> [SOURCE TEXT]:

● ● ● ● ● ● ●

Monday, Dec. 17, 1990

From the Publisher

By Louis A. Weil III

Brrrriiiing! That's the alarm clock going off, and now that everyone's wide awake, let's talk about sleep. Nobody can do without it, and most people -- including journalists at TIME -- don't get enough. While writing this week's cover story on sleep deprivation, associate editor Anastasia Toufexis realized "how little sleep I get -- typically six to seven hours." For this story, she got even less, pulling an all-nighter to meet a deadline. As TIME's Business editor for three years, Charles Alexander says he was "notorious for staying at work all night and grabbing a few hours of sleep in my office." His record: 78 hours on the job with 13 hours of intermittent naps. Today, as Sciences editor, Alexander enjoys more regular hours, but his new office still has a couch, just in case.

● ● ● ● ● ● ●

> [TASK SET]:
a: Repeat word for word the part of the publisher's letter that begins with the words containing "Monday, Dec. 17, 1990" and ends with "just in case.".
b: According to the publisher's letter, how many hours on the job make up Charles Alexander's record?
None of the entries are needed to work with the publisher's letter.

● ● ● ● ● ● ●

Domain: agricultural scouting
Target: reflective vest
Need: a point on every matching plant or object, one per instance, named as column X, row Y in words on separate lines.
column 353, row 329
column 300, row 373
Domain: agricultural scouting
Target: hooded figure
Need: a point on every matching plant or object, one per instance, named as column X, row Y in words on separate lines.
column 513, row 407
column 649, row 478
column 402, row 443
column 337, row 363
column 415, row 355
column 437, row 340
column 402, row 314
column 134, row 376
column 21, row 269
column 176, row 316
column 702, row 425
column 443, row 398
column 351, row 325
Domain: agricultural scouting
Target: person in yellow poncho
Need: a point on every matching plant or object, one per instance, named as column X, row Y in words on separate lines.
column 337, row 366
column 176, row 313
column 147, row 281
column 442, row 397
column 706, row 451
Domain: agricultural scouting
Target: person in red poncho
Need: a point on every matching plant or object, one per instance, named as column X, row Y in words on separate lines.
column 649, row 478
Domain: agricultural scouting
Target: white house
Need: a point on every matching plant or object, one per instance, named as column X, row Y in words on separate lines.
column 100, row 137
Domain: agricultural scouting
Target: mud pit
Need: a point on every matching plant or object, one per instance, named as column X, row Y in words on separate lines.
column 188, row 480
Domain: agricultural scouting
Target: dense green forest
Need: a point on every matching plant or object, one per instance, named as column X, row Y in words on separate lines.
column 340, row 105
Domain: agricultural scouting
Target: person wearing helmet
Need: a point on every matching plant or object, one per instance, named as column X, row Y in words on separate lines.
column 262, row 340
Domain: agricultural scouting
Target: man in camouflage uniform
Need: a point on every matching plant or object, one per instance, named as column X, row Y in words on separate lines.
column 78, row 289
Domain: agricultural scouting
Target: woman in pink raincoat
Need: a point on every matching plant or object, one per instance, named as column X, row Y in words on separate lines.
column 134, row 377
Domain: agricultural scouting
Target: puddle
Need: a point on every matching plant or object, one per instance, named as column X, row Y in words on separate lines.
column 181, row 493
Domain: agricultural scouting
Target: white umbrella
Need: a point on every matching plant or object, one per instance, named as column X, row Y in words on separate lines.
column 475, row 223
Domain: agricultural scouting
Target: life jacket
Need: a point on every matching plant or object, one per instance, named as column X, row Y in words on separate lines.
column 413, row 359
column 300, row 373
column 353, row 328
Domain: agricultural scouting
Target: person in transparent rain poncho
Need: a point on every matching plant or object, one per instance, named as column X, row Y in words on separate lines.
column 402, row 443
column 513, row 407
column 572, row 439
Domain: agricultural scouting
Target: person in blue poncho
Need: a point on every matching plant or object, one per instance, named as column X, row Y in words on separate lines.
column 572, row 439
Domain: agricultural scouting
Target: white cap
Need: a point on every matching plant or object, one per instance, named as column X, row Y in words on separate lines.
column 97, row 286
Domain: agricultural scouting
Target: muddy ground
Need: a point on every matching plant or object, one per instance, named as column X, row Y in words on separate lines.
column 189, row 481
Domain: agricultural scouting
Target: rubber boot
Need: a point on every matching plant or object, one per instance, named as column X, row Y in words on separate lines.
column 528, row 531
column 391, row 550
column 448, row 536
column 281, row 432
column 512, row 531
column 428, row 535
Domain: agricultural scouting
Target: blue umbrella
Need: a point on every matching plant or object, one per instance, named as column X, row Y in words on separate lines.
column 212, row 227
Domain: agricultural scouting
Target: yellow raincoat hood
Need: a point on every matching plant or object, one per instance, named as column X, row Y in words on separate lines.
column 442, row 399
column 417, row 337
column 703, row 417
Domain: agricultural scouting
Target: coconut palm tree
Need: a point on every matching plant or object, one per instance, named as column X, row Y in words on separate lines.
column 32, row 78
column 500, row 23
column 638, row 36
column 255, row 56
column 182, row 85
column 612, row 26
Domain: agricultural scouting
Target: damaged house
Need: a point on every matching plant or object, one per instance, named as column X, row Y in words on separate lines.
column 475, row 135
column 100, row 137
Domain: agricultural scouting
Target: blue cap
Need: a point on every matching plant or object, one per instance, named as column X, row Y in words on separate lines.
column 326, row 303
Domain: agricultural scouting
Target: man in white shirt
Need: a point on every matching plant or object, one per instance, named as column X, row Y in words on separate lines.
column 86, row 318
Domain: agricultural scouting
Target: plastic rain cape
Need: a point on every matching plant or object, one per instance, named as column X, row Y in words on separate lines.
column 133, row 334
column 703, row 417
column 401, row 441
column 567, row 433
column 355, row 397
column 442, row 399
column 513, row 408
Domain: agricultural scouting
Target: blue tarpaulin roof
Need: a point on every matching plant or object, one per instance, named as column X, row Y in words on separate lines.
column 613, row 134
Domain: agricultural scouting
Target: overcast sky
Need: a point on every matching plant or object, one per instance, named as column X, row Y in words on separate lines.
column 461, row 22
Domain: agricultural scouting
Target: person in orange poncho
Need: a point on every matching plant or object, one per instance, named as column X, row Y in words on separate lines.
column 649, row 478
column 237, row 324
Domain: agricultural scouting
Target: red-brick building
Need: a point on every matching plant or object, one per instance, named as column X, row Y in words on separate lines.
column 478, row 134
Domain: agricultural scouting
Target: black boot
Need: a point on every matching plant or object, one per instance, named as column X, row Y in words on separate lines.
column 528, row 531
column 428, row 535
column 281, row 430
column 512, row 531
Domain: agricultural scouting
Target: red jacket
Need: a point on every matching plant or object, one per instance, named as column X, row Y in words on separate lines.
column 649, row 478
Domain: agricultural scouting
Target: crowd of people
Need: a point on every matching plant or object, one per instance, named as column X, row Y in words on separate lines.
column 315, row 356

● ● ● ● ● ● ●

> [TASK RESULTS]:
a:
Monday, Dec. 17, 1990

From the Publisher

By Louis A. Weil III

Brrrriiiing! That's the alarm clock going off, and now that everyone's wide awake, let's talk about sleep. Nobody can do without it, and most people -- including journalists at TIME -- don't get enough. While writing this week's cover story on sleep deprivation, associate editor Anastasia Toufexis realized "how little sleep I get -- typically six to seven hours." For this story, she got even less, pulling an all-nighter to meet a deadline. As TIME's Business editor for three years, Charles Alexander says he was "notorious for staying at work all night and grabbing a few hours of sleep in my office." His record: 78 hours on the job with 13 hours of intermittent naps. Today, as Sciences editor, Alexander enjoys more regular hours, but his new office still has a couch, just in case.

b: 78 hours, with 13 hours of intermittent naps.